### ENTRIES SHOWN ###
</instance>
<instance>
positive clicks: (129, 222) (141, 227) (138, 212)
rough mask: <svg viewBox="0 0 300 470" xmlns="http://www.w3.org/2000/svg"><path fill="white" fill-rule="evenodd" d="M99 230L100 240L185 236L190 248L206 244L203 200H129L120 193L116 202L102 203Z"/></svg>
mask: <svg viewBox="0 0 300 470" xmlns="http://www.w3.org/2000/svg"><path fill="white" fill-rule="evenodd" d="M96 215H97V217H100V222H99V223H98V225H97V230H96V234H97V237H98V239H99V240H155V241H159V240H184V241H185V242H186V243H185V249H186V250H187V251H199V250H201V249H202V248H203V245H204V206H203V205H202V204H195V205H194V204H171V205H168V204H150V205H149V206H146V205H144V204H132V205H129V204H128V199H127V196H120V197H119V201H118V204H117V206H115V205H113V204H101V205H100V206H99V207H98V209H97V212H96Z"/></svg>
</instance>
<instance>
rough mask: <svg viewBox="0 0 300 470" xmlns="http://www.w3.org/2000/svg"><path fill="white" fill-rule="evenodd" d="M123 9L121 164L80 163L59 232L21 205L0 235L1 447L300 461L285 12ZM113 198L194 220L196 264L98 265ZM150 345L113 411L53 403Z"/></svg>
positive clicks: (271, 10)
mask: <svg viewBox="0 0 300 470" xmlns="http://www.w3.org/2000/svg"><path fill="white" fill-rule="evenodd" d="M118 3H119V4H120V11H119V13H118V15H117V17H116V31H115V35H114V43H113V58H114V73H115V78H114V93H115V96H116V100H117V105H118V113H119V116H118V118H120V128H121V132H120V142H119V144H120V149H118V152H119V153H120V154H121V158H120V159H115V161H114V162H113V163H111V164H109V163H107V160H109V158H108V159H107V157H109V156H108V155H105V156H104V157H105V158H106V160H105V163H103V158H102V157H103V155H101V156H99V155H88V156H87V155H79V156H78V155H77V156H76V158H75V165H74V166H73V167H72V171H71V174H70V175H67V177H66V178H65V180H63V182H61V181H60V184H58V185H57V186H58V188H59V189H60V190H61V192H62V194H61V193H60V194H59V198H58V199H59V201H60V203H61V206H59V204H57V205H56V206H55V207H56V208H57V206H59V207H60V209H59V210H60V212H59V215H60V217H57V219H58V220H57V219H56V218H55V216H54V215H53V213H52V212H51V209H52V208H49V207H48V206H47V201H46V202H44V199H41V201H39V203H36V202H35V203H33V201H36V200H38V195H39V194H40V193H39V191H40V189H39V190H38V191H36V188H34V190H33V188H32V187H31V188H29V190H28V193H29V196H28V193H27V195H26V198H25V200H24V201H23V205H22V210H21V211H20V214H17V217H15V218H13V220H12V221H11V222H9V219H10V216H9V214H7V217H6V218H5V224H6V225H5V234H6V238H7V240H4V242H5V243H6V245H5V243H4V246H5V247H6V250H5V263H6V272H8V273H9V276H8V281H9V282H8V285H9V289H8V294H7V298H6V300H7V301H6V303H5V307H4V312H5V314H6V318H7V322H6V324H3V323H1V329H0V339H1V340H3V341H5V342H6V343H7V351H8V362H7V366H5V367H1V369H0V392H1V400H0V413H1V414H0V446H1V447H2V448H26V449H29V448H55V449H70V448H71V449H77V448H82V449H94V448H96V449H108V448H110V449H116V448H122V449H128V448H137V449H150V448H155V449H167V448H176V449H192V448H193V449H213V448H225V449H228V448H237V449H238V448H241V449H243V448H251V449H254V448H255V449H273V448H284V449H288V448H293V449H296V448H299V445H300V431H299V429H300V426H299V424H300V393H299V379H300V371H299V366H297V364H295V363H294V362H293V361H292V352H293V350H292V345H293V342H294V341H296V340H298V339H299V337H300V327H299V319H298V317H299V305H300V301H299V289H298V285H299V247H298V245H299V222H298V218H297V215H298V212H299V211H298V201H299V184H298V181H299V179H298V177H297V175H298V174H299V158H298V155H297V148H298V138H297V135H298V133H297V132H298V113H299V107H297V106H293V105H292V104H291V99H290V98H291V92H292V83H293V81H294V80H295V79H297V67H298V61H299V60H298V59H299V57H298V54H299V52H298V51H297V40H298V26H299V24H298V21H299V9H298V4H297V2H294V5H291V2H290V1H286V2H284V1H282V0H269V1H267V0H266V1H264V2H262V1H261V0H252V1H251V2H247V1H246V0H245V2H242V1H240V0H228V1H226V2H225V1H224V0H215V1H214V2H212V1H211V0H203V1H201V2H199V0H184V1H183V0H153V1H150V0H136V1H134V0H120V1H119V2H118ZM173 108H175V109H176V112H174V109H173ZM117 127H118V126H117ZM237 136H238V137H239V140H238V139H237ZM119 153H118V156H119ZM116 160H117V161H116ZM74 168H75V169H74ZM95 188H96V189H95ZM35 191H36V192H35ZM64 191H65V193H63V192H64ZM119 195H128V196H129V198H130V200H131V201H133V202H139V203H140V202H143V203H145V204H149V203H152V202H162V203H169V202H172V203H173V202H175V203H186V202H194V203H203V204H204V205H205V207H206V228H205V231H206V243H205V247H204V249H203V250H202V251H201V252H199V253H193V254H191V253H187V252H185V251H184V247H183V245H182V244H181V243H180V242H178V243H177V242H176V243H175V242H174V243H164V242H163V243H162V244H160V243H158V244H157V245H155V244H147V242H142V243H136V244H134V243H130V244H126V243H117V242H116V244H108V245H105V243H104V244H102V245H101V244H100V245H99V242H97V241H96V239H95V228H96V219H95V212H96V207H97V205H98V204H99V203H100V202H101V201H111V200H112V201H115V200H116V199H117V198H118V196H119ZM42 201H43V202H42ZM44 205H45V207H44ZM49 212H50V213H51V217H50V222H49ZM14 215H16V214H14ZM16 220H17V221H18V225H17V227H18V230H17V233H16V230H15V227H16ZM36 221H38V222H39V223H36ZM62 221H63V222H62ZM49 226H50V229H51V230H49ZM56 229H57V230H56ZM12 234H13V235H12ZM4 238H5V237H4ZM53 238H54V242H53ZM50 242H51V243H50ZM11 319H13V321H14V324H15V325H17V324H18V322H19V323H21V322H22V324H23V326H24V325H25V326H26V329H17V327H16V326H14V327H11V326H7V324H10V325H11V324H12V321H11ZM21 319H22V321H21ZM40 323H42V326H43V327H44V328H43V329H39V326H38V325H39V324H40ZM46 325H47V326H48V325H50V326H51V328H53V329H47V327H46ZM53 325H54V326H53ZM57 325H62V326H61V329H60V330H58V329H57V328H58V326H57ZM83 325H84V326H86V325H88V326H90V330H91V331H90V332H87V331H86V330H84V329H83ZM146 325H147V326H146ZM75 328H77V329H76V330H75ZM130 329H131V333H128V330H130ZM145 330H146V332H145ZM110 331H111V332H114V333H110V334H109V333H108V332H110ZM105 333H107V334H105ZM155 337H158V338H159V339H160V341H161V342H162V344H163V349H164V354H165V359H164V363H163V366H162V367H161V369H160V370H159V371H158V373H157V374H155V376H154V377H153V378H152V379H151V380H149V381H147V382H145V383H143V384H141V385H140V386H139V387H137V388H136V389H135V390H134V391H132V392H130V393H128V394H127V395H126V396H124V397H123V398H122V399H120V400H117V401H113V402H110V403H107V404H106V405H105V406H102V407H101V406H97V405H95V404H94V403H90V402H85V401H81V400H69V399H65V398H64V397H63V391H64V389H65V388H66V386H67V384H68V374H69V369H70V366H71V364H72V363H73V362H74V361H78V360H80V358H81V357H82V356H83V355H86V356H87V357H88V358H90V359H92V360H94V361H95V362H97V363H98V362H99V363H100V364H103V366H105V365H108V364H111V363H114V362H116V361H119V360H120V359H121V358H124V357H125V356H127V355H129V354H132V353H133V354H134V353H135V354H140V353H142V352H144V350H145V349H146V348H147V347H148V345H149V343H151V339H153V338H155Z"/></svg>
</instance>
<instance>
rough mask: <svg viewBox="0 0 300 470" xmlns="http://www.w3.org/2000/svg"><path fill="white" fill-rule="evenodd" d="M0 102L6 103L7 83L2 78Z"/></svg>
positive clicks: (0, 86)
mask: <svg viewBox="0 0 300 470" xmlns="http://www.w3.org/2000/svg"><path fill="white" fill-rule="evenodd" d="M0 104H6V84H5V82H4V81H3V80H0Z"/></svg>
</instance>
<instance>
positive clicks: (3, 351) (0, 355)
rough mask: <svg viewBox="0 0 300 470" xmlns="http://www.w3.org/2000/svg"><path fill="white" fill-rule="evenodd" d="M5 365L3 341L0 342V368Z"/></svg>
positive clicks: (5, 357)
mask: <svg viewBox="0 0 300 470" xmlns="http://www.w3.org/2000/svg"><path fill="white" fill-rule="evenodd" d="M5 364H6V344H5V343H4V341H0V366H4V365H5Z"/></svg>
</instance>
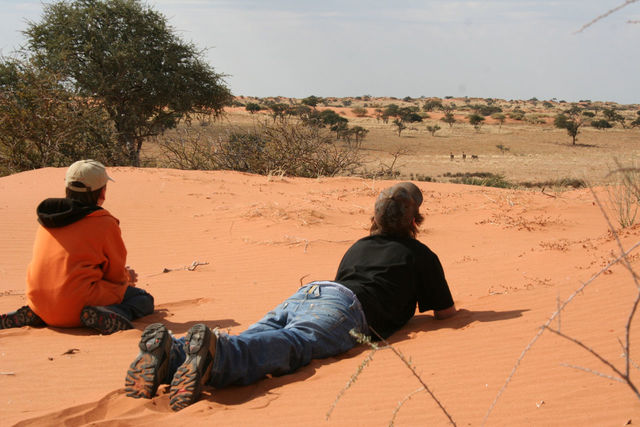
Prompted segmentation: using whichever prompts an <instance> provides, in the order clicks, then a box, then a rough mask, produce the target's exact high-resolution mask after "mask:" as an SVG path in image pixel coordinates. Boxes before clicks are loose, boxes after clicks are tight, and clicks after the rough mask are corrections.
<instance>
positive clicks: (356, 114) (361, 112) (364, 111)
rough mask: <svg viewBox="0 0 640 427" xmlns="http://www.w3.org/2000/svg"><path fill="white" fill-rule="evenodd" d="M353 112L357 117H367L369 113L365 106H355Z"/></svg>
mask: <svg viewBox="0 0 640 427" xmlns="http://www.w3.org/2000/svg"><path fill="white" fill-rule="evenodd" d="M351 112H352V113H353V114H355V115H356V116H357V117H365V116H366V115H367V109H366V108H364V107H353V108H352V109H351Z"/></svg>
###
▸ **WORK REQUEST**
Reproduce the listing word for word, from its very first line down to and including the line that contains "230L100 240L185 236L190".

▸ **WRITTEN SOLUTION**
</instance>
<instance>
positive clicks: (129, 222) (141, 227) (138, 212)
rough mask: <svg viewBox="0 0 300 470" xmlns="http://www.w3.org/2000/svg"><path fill="white" fill-rule="evenodd" d="M99 230L100 240L185 236L190 248L206 244L203 200H129L120 193L116 202L102 203Z"/></svg>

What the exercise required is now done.